Job
Extract each line of the records below that contains the word "person".

-- Begin Material provided --

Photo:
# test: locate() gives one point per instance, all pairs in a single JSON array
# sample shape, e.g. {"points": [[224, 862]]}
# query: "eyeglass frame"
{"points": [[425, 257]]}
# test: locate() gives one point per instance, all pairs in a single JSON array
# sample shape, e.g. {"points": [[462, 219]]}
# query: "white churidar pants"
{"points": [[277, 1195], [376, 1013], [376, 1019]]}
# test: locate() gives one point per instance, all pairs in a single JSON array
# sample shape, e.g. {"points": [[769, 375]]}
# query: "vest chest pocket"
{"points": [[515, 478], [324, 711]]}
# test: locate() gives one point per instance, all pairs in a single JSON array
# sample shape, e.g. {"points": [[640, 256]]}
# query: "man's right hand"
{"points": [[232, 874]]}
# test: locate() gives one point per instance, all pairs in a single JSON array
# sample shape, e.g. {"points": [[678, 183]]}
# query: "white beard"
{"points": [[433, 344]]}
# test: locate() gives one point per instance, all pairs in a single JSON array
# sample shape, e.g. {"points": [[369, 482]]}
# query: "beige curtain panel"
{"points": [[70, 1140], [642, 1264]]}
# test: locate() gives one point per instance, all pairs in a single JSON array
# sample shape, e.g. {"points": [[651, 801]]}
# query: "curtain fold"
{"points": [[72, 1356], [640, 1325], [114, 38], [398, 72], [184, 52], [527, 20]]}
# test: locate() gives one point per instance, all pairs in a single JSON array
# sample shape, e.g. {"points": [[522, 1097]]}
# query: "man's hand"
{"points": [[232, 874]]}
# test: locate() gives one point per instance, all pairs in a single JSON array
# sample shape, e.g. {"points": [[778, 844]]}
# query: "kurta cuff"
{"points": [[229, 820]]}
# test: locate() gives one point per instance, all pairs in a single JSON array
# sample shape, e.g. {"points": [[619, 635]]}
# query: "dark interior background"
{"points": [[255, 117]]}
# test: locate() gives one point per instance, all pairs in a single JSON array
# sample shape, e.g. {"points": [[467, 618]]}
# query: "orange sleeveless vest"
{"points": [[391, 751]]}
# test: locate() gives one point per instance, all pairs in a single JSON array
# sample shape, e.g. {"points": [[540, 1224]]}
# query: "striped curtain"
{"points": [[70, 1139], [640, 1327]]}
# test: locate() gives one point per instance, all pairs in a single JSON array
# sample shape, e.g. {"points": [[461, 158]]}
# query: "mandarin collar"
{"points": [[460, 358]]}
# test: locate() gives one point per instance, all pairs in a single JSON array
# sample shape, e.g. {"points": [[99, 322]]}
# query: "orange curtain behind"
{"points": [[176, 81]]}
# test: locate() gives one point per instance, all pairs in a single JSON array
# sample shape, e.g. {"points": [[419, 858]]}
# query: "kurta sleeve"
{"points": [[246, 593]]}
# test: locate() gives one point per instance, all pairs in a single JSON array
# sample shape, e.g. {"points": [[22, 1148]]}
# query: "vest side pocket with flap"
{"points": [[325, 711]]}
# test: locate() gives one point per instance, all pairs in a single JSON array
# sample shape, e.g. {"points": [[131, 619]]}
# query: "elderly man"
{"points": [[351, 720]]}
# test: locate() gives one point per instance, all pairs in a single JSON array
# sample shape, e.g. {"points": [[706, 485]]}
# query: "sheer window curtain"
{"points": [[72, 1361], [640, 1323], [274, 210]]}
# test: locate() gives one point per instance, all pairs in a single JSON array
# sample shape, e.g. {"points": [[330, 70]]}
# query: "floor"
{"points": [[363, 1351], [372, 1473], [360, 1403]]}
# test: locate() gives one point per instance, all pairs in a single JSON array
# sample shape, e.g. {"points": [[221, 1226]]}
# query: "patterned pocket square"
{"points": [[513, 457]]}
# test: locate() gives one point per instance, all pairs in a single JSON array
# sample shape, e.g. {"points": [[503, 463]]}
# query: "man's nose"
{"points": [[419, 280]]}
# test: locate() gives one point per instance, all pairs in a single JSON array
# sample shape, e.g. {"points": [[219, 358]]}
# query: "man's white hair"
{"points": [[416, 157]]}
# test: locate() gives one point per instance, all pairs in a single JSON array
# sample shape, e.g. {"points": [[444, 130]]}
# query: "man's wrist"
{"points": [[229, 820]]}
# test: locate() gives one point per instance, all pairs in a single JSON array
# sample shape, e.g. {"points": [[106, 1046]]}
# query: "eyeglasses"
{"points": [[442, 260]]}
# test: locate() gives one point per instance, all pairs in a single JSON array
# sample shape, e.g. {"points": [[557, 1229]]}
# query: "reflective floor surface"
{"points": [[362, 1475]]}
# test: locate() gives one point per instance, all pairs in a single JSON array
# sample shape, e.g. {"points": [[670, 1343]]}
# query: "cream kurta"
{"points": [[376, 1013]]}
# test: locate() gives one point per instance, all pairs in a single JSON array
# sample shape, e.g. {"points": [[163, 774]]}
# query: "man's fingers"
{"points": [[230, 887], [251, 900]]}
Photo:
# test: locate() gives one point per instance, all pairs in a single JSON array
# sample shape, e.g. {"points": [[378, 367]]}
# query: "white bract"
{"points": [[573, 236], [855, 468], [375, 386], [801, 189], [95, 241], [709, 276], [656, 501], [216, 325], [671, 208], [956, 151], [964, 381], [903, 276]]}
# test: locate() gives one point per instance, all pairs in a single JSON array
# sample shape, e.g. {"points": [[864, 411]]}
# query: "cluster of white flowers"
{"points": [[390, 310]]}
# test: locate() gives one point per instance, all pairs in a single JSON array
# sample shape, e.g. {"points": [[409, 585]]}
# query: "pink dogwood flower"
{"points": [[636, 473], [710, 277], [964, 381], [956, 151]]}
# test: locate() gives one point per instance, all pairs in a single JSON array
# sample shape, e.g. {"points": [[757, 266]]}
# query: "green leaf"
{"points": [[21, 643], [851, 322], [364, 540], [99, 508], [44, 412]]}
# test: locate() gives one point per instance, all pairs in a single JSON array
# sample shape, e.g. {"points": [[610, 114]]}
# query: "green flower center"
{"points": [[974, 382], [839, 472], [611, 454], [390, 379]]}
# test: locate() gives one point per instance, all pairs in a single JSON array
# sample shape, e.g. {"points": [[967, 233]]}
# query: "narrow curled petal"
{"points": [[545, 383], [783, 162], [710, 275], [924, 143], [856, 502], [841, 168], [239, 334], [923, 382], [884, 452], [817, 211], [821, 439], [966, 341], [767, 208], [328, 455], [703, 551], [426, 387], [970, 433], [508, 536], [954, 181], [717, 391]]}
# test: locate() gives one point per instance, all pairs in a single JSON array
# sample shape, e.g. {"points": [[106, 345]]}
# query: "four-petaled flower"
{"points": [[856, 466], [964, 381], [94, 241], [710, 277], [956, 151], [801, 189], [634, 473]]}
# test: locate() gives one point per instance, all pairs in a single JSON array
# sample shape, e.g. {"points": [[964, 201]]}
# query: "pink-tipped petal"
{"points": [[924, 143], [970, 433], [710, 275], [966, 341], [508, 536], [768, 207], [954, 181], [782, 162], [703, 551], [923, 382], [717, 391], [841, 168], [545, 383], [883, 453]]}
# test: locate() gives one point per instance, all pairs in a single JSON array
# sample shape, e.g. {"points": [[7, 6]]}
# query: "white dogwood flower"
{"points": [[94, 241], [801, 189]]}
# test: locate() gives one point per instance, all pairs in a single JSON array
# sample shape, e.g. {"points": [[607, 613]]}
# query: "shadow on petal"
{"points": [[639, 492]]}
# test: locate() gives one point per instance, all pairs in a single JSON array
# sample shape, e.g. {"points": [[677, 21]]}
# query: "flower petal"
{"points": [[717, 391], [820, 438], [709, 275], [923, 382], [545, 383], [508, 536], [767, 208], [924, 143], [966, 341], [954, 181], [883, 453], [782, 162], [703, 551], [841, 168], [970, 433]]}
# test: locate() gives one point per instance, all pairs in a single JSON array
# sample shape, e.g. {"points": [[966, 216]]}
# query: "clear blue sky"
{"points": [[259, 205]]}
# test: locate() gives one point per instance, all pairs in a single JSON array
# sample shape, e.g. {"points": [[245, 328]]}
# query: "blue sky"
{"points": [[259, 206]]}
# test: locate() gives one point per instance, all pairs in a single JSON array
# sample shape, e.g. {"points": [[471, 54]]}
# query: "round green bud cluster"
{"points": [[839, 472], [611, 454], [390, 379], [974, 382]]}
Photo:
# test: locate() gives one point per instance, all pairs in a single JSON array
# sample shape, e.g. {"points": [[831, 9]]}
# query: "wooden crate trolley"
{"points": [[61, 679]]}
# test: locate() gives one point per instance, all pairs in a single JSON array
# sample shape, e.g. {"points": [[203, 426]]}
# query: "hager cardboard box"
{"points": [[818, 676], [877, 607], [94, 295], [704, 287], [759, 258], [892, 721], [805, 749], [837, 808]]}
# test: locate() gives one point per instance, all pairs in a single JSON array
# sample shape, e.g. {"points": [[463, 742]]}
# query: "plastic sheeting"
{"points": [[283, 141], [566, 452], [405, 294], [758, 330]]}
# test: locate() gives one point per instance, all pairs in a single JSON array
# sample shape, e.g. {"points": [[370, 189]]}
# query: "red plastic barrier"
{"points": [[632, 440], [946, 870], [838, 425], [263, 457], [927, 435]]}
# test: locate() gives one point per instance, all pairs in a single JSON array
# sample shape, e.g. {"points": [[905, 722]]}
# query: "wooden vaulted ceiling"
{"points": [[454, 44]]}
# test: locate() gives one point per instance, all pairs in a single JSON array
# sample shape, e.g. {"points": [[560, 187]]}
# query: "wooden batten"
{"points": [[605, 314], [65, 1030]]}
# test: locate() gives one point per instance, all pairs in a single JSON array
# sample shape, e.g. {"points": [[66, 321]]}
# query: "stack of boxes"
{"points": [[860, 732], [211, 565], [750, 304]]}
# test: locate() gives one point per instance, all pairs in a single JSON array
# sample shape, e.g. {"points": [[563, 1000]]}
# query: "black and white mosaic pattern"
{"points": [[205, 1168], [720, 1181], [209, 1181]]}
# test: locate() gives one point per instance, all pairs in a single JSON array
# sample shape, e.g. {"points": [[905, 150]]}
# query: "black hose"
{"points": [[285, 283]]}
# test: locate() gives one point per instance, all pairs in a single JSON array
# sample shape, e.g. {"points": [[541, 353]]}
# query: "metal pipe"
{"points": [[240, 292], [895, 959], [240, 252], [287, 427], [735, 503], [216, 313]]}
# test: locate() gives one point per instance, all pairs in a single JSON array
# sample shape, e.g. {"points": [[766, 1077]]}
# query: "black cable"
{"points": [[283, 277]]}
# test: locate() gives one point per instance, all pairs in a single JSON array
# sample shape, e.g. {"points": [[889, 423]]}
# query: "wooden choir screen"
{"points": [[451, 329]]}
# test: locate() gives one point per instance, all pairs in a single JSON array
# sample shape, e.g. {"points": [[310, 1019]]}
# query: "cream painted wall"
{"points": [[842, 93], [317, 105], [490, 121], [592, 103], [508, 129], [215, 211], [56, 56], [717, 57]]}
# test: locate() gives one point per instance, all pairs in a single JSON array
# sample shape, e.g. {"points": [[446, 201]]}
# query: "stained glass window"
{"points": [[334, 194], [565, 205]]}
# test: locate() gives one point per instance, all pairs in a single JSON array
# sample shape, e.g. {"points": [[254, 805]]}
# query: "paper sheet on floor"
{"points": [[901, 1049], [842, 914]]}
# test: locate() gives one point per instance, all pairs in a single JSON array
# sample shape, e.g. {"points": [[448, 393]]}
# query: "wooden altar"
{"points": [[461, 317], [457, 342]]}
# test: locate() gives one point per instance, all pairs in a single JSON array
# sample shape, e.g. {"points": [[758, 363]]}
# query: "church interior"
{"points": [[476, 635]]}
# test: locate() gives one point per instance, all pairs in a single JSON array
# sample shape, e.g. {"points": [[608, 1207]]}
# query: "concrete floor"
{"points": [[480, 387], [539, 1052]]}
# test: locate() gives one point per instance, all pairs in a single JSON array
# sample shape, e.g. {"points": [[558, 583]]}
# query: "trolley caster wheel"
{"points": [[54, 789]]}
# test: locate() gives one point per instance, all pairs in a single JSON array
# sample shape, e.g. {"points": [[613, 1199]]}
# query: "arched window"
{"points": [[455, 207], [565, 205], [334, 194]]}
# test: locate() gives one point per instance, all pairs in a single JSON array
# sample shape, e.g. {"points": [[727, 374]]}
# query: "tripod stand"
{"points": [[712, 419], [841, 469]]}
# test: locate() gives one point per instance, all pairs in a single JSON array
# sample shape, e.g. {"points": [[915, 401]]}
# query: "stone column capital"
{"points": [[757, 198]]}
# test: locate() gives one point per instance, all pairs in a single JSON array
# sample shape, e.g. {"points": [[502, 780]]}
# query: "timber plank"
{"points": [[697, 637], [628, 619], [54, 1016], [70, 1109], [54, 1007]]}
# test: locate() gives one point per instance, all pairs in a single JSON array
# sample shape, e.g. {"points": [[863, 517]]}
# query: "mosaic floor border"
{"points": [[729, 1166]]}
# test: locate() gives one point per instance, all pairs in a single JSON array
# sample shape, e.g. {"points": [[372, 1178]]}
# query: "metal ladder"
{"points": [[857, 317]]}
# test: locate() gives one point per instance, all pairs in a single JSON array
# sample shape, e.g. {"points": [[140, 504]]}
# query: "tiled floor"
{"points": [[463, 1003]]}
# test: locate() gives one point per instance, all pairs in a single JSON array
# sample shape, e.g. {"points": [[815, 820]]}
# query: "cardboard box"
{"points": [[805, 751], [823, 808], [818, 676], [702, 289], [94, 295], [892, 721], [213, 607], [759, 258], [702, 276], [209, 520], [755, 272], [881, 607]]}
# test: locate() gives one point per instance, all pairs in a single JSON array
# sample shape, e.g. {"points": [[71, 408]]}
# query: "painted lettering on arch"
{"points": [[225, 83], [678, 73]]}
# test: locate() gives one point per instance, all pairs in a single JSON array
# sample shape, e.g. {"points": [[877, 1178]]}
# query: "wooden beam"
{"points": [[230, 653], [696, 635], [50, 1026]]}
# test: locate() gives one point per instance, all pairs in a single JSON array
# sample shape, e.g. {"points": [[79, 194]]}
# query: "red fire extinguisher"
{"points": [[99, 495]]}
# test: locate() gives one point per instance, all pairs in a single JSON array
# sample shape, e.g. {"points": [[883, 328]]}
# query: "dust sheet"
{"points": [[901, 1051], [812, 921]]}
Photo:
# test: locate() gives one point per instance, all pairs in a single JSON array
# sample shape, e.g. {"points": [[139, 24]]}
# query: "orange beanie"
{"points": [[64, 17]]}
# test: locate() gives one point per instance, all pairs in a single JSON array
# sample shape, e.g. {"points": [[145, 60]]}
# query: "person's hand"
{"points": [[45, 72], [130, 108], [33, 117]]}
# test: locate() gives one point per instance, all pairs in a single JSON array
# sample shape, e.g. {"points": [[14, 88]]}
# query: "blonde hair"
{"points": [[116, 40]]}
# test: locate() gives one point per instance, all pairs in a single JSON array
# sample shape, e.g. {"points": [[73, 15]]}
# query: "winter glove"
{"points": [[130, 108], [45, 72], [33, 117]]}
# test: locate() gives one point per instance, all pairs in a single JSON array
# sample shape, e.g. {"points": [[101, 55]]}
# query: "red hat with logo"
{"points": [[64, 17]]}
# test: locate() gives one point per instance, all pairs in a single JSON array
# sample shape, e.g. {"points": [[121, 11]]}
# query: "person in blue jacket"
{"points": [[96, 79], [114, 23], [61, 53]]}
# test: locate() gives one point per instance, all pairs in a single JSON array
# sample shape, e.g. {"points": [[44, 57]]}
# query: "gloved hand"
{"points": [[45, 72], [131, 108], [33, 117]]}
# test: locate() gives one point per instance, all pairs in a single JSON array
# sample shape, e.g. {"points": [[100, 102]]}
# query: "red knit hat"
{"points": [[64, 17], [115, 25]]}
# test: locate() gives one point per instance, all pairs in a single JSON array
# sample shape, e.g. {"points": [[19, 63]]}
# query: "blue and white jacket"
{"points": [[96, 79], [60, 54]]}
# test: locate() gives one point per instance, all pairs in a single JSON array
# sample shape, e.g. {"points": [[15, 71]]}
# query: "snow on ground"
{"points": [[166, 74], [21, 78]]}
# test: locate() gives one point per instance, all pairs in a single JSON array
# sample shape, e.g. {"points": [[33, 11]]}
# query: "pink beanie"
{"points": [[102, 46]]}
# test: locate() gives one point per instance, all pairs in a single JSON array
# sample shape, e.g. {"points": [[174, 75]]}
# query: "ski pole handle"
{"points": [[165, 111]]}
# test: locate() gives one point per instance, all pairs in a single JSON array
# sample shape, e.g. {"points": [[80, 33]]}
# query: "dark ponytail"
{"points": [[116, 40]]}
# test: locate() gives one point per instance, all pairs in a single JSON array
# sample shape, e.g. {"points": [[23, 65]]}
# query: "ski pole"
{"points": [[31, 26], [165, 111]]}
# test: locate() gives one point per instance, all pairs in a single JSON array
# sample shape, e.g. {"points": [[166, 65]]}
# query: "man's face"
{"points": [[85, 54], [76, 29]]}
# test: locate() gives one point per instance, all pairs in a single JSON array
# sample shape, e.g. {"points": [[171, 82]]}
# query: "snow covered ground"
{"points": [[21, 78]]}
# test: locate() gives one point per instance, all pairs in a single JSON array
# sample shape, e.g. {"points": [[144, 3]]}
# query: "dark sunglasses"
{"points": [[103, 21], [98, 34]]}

-- End Material provided --

Exercise result
# query: "person's hand"
# query: "person in blue jacket"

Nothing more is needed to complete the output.